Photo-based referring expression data
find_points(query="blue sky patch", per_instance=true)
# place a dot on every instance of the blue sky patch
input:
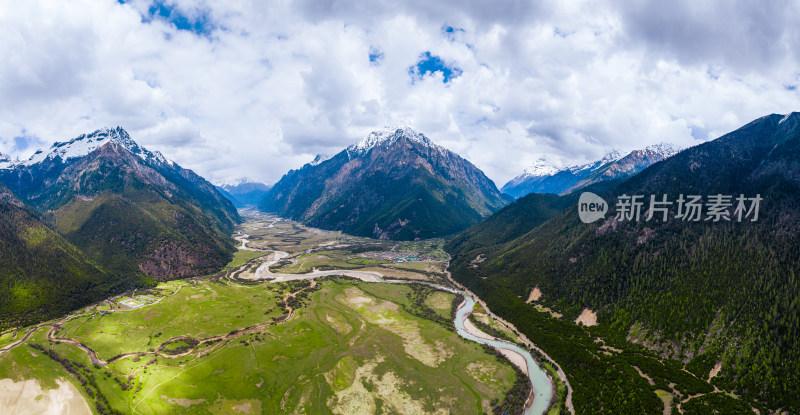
(429, 64)
(200, 25)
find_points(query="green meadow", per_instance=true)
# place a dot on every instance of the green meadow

Requirement
Set down all the lines above exactly as they appear, with no pictures.

Your response
find_points(query="blue sky patch", per_instance=true)
# place a dot on every instance of the blue sky patch
input:
(429, 64)
(200, 25)
find_points(query="green meadow", per_instance=true)
# place a dot on every instance of the green meadow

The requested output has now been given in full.